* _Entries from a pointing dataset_
* BEGIN *

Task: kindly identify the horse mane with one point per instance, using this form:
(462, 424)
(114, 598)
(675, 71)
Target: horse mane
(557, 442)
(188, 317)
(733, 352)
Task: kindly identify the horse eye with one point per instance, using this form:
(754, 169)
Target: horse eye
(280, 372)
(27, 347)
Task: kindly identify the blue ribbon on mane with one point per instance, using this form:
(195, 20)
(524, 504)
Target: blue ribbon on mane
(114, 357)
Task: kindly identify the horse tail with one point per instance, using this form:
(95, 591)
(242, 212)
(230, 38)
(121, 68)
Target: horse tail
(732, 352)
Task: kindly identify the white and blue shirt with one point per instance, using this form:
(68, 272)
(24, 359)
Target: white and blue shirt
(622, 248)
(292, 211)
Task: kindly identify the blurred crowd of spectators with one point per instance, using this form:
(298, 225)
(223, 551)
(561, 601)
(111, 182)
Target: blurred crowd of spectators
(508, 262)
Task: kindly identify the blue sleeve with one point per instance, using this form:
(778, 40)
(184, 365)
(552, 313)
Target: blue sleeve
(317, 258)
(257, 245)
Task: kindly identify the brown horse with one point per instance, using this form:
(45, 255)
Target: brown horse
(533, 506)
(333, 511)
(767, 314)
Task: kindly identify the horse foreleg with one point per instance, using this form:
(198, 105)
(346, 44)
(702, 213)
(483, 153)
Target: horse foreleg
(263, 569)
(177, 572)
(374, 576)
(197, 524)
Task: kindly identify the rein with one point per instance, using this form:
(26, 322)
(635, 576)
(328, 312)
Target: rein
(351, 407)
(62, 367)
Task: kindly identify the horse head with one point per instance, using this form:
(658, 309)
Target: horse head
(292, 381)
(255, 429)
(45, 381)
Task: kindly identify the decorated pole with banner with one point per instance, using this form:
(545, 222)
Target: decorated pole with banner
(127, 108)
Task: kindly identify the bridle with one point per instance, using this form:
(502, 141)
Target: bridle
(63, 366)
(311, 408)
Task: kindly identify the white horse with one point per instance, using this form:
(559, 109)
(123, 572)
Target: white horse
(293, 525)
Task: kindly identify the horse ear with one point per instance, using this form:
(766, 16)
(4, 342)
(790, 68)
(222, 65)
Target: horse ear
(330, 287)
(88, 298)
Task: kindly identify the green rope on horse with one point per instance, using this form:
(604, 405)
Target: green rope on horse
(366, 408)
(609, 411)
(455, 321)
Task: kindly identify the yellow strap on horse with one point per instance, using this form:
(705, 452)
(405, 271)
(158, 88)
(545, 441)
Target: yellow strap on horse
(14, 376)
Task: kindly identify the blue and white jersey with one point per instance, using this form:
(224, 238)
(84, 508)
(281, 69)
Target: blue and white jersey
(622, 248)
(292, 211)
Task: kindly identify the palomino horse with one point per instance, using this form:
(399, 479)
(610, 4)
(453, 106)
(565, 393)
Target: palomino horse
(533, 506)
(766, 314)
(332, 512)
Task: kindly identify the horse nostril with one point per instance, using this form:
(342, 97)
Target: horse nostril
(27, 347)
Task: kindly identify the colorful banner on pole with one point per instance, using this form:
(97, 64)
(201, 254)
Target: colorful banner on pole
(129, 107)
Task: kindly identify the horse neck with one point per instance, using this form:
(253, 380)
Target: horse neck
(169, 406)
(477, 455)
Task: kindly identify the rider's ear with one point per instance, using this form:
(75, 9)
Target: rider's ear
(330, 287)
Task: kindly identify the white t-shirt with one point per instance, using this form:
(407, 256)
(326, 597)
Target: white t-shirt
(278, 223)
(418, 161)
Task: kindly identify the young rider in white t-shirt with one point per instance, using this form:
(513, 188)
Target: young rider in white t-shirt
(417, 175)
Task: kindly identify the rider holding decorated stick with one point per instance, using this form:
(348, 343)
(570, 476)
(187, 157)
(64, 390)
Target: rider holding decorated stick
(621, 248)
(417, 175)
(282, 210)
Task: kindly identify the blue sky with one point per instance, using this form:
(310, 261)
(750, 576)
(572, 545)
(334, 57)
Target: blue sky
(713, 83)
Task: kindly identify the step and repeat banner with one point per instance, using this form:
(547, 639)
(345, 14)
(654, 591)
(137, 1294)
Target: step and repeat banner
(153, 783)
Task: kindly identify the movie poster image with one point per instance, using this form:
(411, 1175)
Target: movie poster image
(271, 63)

* END *

* _What you need to do_
Here, the records must be output exactly and in full.

* _Answer below_
Task: kindly identify the horse mane with one point per instance, using this form:
(462, 424)
(114, 598)
(675, 71)
Target: horse mane
(557, 442)
(188, 317)
(733, 352)
Task: kindly identify the horse eye with one point per instance, using this form:
(754, 169)
Target: horse eye
(280, 372)
(27, 347)
Task: kindly identify the blue ribbon on mane with one point per instance, using this form:
(195, 20)
(524, 504)
Target: blue ribbon on mane
(114, 357)
Task: kindly identify the horse tail with one point per instance, using this form:
(95, 591)
(242, 212)
(230, 38)
(121, 68)
Target: horse tail
(732, 352)
Task: kindly identify the white and blue shirt with one point per instance, using this form:
(68, 272)
(24, 359)
Target: white and blue shirt
(622, 248)
(292, 211)
Task: kindly identify the blurred crowd of spectators with one point per instance, using this form:
(298, 225)
(223, 551)
(561, 601)
(111, 182)
Target: blurred crowd of spectators
(508, 262)
Task: kindly identify the blue sleeve with one point per instance, using this form:
(778, 40)
(184, 365)
(552, 313)
Target: blue sleeve
(317, 258)
(257, 245)
Task: kindly identify the brown horse with one point per instance, using this form:
(45, 255)
Target: brown horse
(533, 506)
(333, 511)
(767, 314)
Task: kindly identify the horse foreleg with one point per instance, using this form:
(198, 105)
(346, 44)
(702, 213)
(483, 153)
Target: horse foreleg
(263, 569)
(177, 572)
(374, 576)
(197, 524)
Task: kindly identify the rein with one point per instance, using this form:
(26, 322)
(635, 576)
(328, 312)
Target: rein
(351, 407)
(62, 367)
Task: kindly identify the horse head with one point per instance, using this form:
(658, 309)
Target: horse head
(292, 381)
(255, 429)
(45, 381)
Task: kindly identify the decorated pole with banner with one point per instance, using this form:
(545, 222)
Target: decorated pole with banner
(127, 108)
Task: kindly identify the bridle with one point per instance, using this form:
(502, 141)
Target: bridle
(63, 366)
(311, 408)
Task: kindly identify the white horse with one point per instance, using this form:
(559, 109)
(123, 572)
Target: white horse
(293, 525)
Task: kindly identify the horse ear with one point per instance, using this form:
(766, 16)
(4, 342)
(790, 68)
(222, 65)
Target: horse ear
(330, 287)
(88, 298)
Task: kindly identify the green rope on horse with one point per instance, using this form:
(604, 405)
Target: green rope on horse
(366, 408)
(609, 411)
(455, 321)
Task: kindly identify the yellow strap on horse with one point per instance, using this form:
(705, 452)
(405, 271)
(158, 88)
(545, 441)
Target: yellow strap on horse
(14, 376)
Task: kindly identify the blue and white jersey with one point per instance, using this form:
(224, 238)
(84, 508)
(281, 69)
Target: blue and white jersey
(622, 248)
(292, 211)
Task: kindly identify the palomino horse with one point per instance, using this form:
(399, 479)
(610, 4)
(453, 106)
(565, 393)
Target: palomino horse
(533, 506)
(766, 314)
(332, 512)
Task: kindly identify the horse nostril with one point per instance, using this form:
(342, 97)
Target: horse nostril
(27, 347)
Task: kindly identify the colorful banner on pole with one point per instance, using this form:
(97, 64)
(201, 254)
Target: colorful banner on pole
(129, 107)
Task: kindly identify the horse neck with one point per instance, using this form:
(253, 380)
Target: horse neck
(169, 406)
(477, 455)
Task: kindly identify the rider's ear with one point per instance, using this form:
(75, 9)
Target: rider's ear
(330, 287)
Task: kindly identify the white t-shirt with one point per instance, using this form:
(407, 256)
(326, 597)
Target: white t-shirt
(278, 223)
(418, 161)
Task: kindly identify the young rider in white t-shirt with one point per instance, using this form:
(513, 188)
Target: young rider in white t-shirt
(417, 175)
Task: kindly identify the rider holding decorated stick with one point per instance, using this form:
(348, 343)
(570, 476)
(187, 157)
(64, 390)
Target: rider holding decorated stick
(621, 248)
(417, 175)
(282, 210)
Task: kindly identify the blue sky with one point per instance, using this form:
(310, 261)
(750, 576)
(572, 545)
(334, 57)
Target: blue sky
(713, 83)
Task: kindly identify the step and repeat banner with one point per instance, using this form:
(547, 639)
(345, 14)
(654, 591)
(137, 1294)
Target: step and repeat banner
(153, 783)
Task: kindly identify the movie poster image with one point per instance, using this form:
(411, 1175)
Target: movie poster image
(271, 63)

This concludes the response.